*RECORDS FOR THE TASK*:
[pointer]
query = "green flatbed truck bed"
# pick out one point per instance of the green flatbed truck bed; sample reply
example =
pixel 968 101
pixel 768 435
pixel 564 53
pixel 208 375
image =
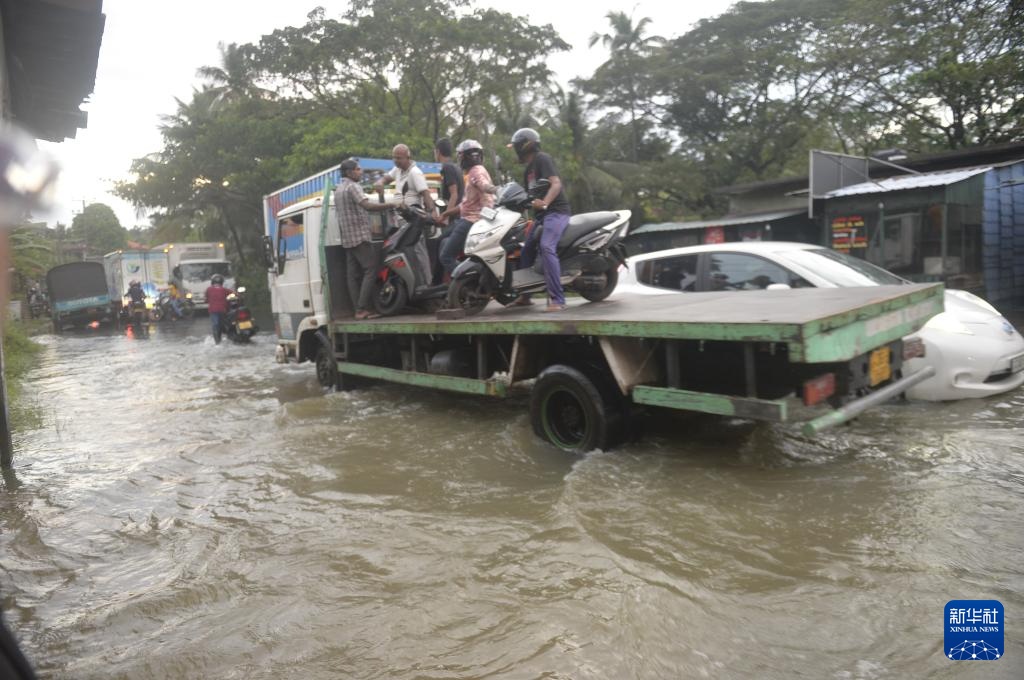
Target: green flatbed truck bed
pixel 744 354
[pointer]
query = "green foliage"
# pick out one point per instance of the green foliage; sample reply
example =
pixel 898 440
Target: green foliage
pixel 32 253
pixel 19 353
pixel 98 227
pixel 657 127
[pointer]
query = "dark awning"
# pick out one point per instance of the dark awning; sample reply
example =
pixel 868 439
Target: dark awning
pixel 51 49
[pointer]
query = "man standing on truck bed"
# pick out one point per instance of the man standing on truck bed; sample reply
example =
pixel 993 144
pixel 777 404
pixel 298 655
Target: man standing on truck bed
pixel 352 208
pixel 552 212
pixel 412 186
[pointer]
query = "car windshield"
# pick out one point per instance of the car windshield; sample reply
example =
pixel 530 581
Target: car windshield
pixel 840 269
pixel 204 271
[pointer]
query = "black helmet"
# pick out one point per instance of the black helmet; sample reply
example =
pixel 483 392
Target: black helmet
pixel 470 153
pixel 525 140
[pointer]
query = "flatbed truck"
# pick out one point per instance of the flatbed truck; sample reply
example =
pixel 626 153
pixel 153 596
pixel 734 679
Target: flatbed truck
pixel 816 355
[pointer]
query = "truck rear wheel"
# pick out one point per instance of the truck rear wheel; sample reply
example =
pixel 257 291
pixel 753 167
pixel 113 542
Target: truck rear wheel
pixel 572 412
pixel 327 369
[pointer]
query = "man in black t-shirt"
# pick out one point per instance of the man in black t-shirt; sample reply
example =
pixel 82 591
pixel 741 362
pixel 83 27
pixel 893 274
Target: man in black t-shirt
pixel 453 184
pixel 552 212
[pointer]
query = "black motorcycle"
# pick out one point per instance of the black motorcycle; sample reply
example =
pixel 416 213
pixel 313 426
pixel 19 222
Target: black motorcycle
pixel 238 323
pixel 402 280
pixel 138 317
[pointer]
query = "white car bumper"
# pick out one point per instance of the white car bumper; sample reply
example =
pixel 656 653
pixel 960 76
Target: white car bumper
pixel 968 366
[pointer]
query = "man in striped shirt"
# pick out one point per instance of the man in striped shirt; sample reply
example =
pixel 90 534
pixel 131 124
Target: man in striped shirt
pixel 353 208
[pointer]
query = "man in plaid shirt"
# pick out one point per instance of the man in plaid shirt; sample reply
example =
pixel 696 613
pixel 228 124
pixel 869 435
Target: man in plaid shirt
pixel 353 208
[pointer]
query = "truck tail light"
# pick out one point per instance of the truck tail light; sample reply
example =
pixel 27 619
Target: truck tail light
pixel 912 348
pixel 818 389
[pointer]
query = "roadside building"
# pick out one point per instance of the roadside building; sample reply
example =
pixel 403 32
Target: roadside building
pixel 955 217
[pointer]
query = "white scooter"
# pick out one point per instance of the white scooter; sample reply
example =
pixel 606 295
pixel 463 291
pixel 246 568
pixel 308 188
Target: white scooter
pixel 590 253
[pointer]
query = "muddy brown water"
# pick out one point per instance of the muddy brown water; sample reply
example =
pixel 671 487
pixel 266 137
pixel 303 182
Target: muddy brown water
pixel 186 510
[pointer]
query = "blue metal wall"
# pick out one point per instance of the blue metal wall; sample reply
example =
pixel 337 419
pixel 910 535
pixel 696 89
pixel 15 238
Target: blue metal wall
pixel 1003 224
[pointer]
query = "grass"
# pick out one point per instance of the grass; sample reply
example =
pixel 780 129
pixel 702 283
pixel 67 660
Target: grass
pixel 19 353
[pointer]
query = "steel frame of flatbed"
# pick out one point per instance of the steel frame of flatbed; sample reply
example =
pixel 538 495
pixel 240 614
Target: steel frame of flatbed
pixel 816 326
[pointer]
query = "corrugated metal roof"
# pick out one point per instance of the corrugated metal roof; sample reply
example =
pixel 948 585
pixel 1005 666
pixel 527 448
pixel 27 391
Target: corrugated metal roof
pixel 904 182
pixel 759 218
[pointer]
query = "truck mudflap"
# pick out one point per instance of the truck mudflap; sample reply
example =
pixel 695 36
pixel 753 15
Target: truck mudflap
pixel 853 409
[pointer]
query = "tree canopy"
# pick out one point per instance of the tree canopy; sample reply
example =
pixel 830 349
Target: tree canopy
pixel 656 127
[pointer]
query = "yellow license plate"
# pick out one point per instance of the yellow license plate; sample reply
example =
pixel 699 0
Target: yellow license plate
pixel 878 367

*TASK REQUIREMENTS*:
Return word for word the lines of the records above, from the start through the line containing "pixel 51 49", leaving the pictures out of your answer.

*ANSWER IN FULL*:
[pointer]
query = "green flatbed truck bed"
# pick out one point per instance of the green flatbed truck bed; sample reply
example =
pixel 968 101
pixel 768 435
pixel 564 53
pixel 208 375
image =
Target: green flatbed truck bed
pixel 744 354
[pointer]
query = "green foliage"
# pick out one point per instance of the green foliage; sample reply
example =
pixel 898 440
Target: green foliage
pixel 32 253
pixel 19 353
pixel 98 227
pixel 657 127
[pointer]
query = "dark awning"
# pick out one point per instance of the dark awning; sample reply
example =
pixel 868 439
Target: dark awning
pixel 51 49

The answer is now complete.